Passage shown -
# # #

BORGER: And does that have appeal in a red state like --

WARREN: You bet. It has an appeal anywhere that there are working people.

BORGER: She says that's the winning Democratic agenda for this year and beyond.

And you think if Hillary Clinton is the nominee, she can make that case?

WARREN: You know, what I care about right now is what we're focused in 2014.

BORGER: That's not a yes.

WARREN: This is the key election. 2014, it's right if in front of us. And we shouldn't take our eye off the ball on that.

BORGER: Ok. But I didn't get a yes or no to that.

WARREN: You know, I just want to be clear. this is about the 2014 race.

BORGER: She is determined not to look beyond. And while her supporters want the 2016 door open, Warren just wants everyone to stop talking about it. Really, stop.

BORGER: Why not think about running?

WARREN: I'm not running for president.

BORGER: Ok.

WARREN: I am not running for president.

I am not running for president.

BORGER: But if Hillary didn't run, you might give it a shot?

WARREN: I am not running for president.

BORGER: But she is on the run --

WARREN: Off to Minnesota.

BORGER: -- to her next state, 16 in all, campaigning for other Democrats, at least for now.

(END VIDEO TAPE)

CAMEROTA: Interesting profile -- Gloria. We understand that on Friday, both Elizabeth Warren and Hillary Clinton appeared at campaign event for the Massachusetts gubernatorial candidate and something unusual happened.

# # #

Source material -

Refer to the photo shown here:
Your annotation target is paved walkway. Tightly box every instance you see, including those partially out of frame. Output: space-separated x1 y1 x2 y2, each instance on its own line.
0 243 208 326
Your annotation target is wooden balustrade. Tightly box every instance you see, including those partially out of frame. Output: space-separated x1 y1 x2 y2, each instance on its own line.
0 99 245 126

# # #

List of tasks -
1 - According to the Warren interview transcript, in how many states in all is Warren campaigning for other Democrats?
2 - Please continue the Warren interview transcript from its last line.
The listing has no part in this work.

Results for the exercise -
1 - 16 states.

2 -
BORGER: Well, it was a warm, public embrace from Hillary Clinton. The two women chatted backstage apparently about being grandmothers. But Hillary went on stage, warm public embrace. You know, their relationships have been complicated as we pointed out in the piece. Elizabeth Warren gave no such warm public embrace to Hillary, just welcomed her to the state.

But it was clear Hillary was reaching out to her, talking about how important the things that Elizabeth Warren stands for are to the Democratic Party. But nothing like that from Elizabeth Warren, which of course raises all red flags, everybody whispering about maybe Elizabeth Warren would take her on sooner rather than later. We just don't know.

CAMEROTA: Hard to read the tea leaves.

BORGER: Yes. Yes.

CAMEROTA: That's great. Thanks so much -- Gloria.

BORGER: Sure.

CAMEROTA: Great to see you.

CUOMO: Hard unless you listen to her who says "I'm not running." Sometimes it's about the people asking the questions, not those answering it.

CAMEROTA: She said it four times.

CUOMO: I know. She'll say it 50 more. And she still won't be believed.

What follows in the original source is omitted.